What needs to be done | When a line in the entries below contains the word "cluster", copy that line.
* * * * * * *
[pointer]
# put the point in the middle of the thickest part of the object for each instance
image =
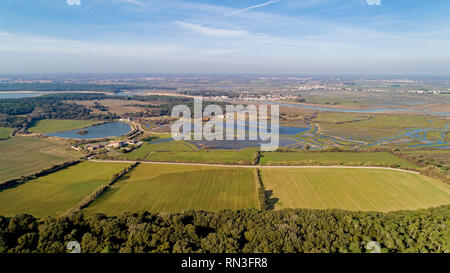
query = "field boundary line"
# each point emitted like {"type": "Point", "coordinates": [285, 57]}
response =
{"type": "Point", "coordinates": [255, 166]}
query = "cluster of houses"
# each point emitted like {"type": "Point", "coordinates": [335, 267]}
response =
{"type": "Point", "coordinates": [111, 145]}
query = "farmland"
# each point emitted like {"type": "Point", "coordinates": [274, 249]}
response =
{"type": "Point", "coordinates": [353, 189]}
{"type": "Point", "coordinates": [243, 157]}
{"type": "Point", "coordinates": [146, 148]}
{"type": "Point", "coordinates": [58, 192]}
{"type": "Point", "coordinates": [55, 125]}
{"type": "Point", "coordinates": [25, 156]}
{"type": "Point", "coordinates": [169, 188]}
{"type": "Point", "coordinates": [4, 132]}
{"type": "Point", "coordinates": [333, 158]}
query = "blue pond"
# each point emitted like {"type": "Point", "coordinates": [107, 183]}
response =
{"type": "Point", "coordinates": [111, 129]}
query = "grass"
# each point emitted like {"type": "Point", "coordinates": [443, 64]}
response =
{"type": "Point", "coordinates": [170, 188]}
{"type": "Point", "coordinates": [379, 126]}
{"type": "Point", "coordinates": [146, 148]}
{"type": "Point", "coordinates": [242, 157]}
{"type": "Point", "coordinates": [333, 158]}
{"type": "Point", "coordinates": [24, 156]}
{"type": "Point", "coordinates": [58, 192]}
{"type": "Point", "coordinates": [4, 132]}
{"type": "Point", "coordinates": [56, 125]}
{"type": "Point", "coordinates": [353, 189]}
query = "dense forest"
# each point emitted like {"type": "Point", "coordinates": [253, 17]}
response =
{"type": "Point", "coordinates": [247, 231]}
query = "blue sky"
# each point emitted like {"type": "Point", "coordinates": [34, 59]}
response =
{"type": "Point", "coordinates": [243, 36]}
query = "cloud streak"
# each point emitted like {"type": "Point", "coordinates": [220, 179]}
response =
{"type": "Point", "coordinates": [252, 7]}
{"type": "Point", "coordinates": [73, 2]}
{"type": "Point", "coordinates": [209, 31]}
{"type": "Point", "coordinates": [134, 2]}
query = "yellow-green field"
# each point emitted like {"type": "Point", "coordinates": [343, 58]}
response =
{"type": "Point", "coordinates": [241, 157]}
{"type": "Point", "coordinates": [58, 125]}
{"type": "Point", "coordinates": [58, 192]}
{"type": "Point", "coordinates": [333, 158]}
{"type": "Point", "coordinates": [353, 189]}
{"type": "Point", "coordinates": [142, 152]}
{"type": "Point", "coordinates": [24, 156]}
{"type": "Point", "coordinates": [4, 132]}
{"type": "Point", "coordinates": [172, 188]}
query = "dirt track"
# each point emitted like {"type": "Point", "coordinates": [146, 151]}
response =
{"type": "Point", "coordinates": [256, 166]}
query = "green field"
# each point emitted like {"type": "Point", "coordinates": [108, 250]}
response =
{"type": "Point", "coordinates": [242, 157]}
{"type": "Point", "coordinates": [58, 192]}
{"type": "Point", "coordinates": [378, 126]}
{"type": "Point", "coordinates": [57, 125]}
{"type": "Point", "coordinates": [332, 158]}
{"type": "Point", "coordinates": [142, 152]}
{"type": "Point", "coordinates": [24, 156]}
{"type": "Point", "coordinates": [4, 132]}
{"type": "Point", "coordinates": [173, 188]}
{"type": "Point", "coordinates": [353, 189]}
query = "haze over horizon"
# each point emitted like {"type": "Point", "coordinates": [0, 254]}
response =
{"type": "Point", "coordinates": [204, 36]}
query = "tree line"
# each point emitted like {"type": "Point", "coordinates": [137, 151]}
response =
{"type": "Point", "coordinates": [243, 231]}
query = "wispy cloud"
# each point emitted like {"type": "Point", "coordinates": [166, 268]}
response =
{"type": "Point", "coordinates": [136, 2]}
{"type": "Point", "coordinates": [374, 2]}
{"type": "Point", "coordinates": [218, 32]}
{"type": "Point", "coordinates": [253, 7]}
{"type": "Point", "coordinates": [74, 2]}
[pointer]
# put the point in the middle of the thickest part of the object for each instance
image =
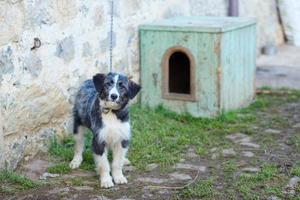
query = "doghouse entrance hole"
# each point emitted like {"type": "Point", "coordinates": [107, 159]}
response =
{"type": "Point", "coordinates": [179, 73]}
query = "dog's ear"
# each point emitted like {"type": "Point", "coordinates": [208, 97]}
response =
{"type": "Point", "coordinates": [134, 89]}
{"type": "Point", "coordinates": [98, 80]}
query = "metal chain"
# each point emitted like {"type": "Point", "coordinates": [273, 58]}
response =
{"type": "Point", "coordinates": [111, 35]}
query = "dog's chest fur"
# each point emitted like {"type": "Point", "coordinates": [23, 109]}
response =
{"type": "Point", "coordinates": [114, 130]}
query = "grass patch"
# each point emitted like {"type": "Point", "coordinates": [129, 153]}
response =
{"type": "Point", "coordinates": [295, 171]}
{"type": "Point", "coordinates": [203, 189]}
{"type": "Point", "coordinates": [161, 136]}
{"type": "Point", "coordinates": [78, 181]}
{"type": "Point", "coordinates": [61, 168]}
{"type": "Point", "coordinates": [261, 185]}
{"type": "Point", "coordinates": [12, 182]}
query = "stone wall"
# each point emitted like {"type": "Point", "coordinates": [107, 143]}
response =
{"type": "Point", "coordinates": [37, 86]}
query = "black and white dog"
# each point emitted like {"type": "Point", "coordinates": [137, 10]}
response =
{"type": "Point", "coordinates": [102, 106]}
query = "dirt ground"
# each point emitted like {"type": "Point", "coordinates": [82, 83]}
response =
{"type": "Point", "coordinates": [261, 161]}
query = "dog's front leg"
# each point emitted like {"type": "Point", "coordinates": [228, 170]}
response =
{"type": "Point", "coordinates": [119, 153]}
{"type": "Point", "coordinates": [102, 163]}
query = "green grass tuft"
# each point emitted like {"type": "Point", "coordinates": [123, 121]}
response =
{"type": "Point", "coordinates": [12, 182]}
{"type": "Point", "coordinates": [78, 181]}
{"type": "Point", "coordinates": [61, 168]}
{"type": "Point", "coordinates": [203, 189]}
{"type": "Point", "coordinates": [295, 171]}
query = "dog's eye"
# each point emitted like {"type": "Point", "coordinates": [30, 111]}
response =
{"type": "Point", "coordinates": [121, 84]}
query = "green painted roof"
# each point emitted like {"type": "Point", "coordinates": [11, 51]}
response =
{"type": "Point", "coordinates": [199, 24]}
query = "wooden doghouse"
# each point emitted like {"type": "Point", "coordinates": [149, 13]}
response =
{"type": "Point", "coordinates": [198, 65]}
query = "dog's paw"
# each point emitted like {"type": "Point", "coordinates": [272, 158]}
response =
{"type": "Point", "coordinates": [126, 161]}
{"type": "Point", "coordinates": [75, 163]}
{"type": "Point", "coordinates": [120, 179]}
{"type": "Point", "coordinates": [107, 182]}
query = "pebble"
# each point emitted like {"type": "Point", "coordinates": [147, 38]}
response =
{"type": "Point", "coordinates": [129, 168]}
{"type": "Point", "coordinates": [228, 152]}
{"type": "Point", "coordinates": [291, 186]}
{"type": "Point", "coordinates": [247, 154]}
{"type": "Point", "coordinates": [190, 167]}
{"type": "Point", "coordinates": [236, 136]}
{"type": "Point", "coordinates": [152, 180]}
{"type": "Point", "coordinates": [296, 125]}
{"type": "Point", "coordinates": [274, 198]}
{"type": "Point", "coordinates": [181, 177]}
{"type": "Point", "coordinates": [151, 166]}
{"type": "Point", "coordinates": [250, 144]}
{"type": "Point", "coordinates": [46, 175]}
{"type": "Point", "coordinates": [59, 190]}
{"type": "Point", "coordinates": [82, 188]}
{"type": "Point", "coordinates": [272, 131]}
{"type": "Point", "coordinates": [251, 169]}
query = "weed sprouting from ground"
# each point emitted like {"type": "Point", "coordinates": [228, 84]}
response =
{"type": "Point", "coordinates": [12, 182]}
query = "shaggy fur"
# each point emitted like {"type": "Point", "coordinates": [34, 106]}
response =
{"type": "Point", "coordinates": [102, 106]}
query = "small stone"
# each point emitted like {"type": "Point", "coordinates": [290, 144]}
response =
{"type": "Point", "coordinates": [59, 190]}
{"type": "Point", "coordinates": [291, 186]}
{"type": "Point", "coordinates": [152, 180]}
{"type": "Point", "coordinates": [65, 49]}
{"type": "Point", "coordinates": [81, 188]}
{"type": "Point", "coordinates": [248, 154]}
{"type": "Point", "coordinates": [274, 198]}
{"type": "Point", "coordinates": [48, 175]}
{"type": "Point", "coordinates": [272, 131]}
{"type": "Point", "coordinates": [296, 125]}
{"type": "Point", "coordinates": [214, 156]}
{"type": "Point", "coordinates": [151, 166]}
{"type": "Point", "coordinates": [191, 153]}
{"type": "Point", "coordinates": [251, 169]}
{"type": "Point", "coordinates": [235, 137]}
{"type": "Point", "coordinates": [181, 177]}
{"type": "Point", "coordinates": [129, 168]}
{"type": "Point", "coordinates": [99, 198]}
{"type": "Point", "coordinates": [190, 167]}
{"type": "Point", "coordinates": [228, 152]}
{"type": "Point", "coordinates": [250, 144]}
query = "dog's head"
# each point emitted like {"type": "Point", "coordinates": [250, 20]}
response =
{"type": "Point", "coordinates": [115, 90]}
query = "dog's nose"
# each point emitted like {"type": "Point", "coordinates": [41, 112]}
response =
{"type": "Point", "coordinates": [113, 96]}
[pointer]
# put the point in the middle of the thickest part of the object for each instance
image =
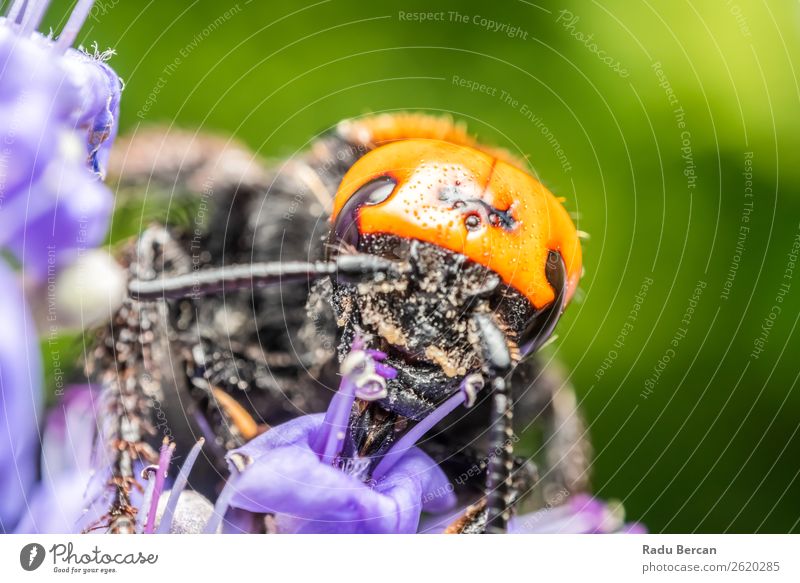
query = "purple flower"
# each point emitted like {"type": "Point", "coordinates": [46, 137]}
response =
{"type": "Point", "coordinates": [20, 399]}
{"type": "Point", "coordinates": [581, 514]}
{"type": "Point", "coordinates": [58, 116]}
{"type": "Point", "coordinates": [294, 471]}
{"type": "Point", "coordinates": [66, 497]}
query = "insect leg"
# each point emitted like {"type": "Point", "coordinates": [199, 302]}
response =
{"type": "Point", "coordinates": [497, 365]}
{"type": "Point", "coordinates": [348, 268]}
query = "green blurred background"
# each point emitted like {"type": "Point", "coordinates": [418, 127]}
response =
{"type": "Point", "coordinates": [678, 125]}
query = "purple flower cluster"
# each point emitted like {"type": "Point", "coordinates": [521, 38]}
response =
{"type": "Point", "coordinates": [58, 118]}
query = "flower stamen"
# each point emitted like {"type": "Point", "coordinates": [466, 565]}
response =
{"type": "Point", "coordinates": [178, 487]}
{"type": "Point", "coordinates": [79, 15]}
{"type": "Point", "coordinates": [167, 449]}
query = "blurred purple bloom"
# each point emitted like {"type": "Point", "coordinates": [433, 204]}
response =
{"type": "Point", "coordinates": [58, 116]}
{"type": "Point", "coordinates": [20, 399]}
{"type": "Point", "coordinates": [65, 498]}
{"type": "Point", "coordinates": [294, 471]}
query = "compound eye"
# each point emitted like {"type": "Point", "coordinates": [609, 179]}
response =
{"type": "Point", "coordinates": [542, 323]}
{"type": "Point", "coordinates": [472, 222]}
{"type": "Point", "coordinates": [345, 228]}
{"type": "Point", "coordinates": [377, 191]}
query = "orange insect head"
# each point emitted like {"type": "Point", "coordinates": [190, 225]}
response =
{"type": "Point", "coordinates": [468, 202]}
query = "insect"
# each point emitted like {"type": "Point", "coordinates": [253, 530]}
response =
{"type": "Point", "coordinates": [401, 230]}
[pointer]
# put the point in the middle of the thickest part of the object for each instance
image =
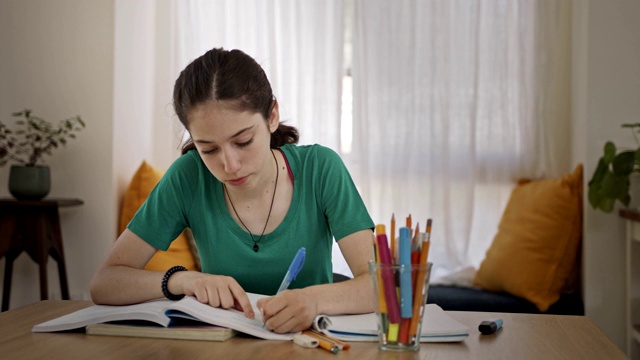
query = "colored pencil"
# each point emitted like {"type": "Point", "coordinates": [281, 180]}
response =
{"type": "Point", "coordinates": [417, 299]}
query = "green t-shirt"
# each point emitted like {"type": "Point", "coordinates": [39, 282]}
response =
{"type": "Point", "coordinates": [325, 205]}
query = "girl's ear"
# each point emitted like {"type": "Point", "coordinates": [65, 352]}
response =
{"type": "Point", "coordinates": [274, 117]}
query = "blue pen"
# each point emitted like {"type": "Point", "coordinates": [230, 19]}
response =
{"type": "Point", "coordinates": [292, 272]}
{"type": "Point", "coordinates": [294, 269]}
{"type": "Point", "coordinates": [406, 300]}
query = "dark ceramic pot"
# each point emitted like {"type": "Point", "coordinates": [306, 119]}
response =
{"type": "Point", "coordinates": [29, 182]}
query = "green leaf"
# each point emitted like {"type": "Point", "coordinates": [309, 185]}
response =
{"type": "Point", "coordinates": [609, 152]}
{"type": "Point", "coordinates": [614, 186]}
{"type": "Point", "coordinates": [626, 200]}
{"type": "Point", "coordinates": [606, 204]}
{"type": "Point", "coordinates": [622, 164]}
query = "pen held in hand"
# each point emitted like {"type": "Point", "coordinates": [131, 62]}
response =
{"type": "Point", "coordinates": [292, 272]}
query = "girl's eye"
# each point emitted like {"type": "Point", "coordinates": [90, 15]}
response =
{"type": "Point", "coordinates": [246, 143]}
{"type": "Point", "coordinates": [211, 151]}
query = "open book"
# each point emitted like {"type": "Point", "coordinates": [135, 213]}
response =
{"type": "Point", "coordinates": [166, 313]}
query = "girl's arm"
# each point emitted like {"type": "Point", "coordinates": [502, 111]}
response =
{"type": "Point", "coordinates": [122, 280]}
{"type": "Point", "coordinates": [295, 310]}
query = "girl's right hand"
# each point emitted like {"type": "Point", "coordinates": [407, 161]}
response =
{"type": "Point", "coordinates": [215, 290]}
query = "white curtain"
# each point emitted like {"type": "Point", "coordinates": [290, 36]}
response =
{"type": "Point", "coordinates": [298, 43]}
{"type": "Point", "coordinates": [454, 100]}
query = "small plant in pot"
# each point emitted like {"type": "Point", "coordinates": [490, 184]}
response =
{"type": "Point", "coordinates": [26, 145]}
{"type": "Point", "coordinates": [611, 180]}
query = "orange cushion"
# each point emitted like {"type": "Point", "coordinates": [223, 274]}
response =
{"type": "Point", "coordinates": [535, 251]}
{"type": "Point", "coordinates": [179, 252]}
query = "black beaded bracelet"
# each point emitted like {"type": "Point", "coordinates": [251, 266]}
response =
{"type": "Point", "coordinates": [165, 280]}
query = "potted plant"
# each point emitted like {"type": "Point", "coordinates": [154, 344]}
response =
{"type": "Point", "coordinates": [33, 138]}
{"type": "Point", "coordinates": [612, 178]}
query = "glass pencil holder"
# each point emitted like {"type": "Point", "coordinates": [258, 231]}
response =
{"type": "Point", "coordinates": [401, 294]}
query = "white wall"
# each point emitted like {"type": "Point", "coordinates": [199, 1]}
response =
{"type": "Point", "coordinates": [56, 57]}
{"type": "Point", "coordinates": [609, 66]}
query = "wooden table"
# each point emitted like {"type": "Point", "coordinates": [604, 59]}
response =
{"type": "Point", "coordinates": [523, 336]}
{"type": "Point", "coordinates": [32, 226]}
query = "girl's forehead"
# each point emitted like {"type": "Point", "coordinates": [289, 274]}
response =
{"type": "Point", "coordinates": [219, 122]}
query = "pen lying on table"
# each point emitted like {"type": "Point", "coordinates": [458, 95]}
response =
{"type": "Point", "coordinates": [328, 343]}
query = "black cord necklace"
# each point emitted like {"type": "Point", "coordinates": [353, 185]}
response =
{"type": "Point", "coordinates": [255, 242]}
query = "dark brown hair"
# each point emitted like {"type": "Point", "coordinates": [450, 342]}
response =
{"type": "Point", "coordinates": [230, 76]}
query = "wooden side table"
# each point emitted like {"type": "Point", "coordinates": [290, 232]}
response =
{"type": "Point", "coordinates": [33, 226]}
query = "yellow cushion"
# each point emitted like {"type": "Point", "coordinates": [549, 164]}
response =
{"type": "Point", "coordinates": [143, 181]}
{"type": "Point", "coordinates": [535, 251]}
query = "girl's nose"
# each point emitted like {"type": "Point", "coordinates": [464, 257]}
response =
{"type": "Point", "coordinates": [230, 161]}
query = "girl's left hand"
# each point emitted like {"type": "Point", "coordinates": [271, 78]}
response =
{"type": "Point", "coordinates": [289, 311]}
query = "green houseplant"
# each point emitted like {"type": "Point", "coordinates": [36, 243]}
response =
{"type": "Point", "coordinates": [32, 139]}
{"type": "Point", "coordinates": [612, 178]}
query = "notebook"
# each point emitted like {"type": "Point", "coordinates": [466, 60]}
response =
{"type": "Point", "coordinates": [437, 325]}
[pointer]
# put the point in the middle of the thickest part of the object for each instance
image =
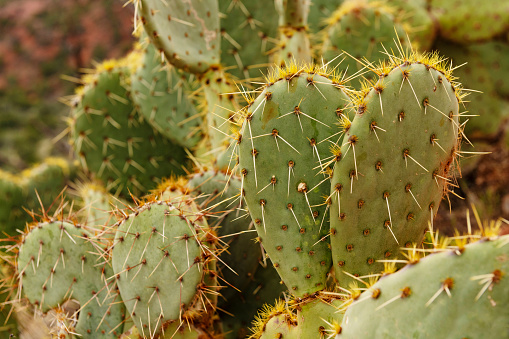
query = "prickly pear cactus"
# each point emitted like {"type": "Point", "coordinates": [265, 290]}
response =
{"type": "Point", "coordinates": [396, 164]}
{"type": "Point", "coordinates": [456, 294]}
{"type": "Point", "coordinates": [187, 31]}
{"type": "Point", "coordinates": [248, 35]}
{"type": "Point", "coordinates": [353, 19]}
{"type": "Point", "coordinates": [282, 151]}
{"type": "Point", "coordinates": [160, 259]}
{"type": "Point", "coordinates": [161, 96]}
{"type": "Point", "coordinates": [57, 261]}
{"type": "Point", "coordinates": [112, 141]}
* * * * * * *
Reply to the task |
query = "cluster of houses"
query = "purple flower cluster"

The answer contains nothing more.